Selected excerpt —
:::::

# Forum > Gaming > Roleplaying Games > D&D 5e/Next >  artificer question

## FabulousFizban

what happens if i cast heat metal on my steel defender?

can a steel defender attune to magic items?

can i put armor on a steel defender?

----------


## Rukelnikov

> what happens if i cast heat metal on my steel defender?


RAW, unless you deem the defender to be in contact with itself it does nothing. I'd however have the defender take the damage.




> can a steel defender attune to magic items?


I don't see why not.




> can i put armor on a steel defender?


I don't see why not.

----------


## Zhorn

> Originally Posted by FabulousFizban
> 
> 
> what happens if i cast heat metal on my steel defender?
> 
> 
> RAW, unless you deem the defender to be in contact with itself it does nothing. I'd however have the defender take the damage.


I agree on how Rukelnikov would rule on it damaging the Steel Defender.
The difficulty with trying to find a strictly RAW interpretation for me is
a) As Rukelnikov covers if you count a creature as being in contact with itself? and
b) Does the steel defender classify as an object to be a valid target of the spell?

'Steel' is in the name so we should be able to say it IS _metal_, and being made by the artificer we can also rule that it IS _manufactured_, but the final part about classifying as an object is a little vague. It is a creature, which helps with the other two questions:



> can a steel defender attune to magic items?


yes, any creature can attune to a magic item



> can i put armor on a steel defender?

:::::

(Box-labeled dataset extracts)
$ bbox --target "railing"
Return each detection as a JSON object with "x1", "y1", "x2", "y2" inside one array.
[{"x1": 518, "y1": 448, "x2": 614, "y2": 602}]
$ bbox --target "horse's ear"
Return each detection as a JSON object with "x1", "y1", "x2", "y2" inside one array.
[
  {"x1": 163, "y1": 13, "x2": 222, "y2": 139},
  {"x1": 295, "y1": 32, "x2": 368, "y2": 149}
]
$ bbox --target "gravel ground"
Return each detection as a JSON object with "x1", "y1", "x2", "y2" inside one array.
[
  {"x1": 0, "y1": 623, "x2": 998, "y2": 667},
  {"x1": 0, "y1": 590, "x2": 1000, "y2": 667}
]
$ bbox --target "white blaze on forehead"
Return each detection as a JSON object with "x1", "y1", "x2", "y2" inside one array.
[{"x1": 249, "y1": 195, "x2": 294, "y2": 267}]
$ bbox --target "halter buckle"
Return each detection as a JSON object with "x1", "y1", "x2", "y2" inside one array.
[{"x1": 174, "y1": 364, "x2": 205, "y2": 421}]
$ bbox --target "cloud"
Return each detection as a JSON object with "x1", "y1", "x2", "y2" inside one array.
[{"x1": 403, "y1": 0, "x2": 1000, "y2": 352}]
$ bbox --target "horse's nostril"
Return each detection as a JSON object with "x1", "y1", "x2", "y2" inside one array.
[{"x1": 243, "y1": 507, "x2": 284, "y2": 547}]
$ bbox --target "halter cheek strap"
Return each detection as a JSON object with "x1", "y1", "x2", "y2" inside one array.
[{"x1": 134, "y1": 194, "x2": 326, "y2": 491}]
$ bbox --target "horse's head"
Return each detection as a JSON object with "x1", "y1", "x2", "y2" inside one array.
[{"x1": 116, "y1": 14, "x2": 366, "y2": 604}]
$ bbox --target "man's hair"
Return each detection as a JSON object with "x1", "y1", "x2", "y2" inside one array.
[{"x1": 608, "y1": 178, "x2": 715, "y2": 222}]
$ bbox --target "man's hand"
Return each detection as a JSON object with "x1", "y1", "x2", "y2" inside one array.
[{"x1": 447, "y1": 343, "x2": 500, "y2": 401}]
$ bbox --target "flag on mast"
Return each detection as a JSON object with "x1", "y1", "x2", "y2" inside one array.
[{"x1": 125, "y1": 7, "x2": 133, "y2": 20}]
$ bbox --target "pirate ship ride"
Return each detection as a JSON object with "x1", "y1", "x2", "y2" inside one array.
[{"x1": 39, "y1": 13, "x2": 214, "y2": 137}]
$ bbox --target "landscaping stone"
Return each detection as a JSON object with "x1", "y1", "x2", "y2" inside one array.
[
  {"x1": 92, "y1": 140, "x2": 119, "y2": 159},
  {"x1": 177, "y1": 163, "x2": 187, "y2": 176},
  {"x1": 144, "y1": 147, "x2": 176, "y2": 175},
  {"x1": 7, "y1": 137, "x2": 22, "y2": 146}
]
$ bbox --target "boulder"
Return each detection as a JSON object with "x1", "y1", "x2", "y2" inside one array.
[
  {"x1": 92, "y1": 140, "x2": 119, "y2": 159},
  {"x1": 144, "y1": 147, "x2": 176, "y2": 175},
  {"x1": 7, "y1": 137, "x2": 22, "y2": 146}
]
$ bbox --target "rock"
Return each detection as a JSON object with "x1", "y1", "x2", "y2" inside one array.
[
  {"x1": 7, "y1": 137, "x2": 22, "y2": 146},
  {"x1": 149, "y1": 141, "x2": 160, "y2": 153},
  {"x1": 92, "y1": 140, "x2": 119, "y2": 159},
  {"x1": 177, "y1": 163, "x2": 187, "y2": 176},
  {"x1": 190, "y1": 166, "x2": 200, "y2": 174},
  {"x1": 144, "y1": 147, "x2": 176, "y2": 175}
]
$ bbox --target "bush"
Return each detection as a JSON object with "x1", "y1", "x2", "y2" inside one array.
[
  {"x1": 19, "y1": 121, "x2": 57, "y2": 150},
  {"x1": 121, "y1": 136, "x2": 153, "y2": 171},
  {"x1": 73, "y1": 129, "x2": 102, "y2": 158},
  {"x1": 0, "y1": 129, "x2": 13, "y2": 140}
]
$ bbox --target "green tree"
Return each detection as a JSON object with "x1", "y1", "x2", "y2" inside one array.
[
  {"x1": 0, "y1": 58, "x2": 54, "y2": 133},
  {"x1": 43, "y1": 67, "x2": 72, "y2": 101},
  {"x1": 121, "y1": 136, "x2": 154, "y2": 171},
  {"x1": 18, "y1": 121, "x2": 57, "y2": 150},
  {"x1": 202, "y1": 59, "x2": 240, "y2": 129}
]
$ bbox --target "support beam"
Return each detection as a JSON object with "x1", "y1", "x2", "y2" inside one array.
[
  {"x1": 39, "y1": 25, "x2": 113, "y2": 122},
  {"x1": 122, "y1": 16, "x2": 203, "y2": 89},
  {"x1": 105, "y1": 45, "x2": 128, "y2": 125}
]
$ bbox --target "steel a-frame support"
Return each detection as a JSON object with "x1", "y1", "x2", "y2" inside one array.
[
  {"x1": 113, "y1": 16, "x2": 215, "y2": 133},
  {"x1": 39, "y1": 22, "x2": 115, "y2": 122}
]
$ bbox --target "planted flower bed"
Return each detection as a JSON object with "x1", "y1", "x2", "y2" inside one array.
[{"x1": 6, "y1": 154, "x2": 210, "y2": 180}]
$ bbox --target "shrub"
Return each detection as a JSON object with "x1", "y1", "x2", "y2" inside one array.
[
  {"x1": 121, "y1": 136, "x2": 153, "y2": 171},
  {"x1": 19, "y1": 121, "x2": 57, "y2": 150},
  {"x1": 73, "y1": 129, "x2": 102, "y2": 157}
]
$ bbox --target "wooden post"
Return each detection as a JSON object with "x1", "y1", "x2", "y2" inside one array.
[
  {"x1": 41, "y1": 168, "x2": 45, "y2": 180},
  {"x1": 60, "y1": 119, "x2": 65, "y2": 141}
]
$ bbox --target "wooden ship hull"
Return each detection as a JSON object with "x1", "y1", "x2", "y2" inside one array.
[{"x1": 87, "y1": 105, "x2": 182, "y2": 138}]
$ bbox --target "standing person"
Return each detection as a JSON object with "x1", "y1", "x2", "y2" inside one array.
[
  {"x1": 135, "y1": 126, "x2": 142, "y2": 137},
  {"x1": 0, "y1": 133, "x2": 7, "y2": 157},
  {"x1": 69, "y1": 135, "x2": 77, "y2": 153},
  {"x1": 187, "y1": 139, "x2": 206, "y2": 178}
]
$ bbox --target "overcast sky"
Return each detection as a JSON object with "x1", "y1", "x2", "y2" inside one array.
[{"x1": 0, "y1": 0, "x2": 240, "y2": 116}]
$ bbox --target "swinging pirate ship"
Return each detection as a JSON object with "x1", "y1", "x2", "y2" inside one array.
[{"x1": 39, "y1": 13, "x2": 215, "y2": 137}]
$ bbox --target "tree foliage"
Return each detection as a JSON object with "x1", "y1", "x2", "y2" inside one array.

:::::

Exercises —
1. Write out the part of the artificer thread that begins at the words "The difficulty with" and stops after the words "of the spell?".
2. Answer these questions about the artificer thread:
(a) Which spell does FabulousFizban ask about casting on the steel defender?
(b) What reply does Rukelnikov give to the question about putting armor on a steel defender?
(c) According to Zhorn, which word in the steel defender's name shows that it is metal?
3. Proceed with the artificer thread from where it stops.

Outputs —
1.
The difficulty with trying to find a strictly RAW interpretation for me is
a) As Rukelnikov covers if you count a creature as being in contact with itself? and
b) Does the steel defender classify as an object to be a valid target of the spell?

2.
(a) Heat metal
(b) "I don't see why not."
(c) 'Steel'

3.
Yes, and worst case scenario it would be barding. A steel defender can be ruled as a mount for small sized artificers, and the articifer has design control over anatomy (appearance and two or four legged), so making it of a shape suitable to be fitted with regular armor, or follow the rules for barding.
Proficiency for wearing the armor might not be easy to justify by strict RAW, so without a lenient DM the steel defender would incur the disadvantage penalties as detailed in the PHB p144.

But back to the creature/object issue. An dead (or unconscious depending on DM's reasoning and leniency) creature can be ruled on as an object, and does not cease being a creature, so one can be both at the same time, but I'm not aware of a ruling on a conscious creature being ruled simultaneously as both object AND creature at the same time.

----------


## Mastikator

A steel defender is a metal creature, not a metal object. You can only target metal objects with Heat Metal, ergo you can't heat metal a steel defender.

Edit- steel defenders can wear armor or maybe barding, but they're not proficient.

Steel defenders are creatures and all creatures can attune to magic items.

----------


## EggKookoo

It's not attunement, but our artificer's steel defender has a bag of holding "built into" it. Mechanically it's just that the defender has the bag in its possession and can use it just like any other creature could. Narratively it's more integrated, with a panel the artificer (or defender itself) swings open and can reach into and such.

----------


## JackPhoenix

> what happens if i cast heat metal on my steel defender?


You waste a spell slot. _Heat Metal_ targets objects, Iron Defender is a creature.




> can a steel defender attune to magic items?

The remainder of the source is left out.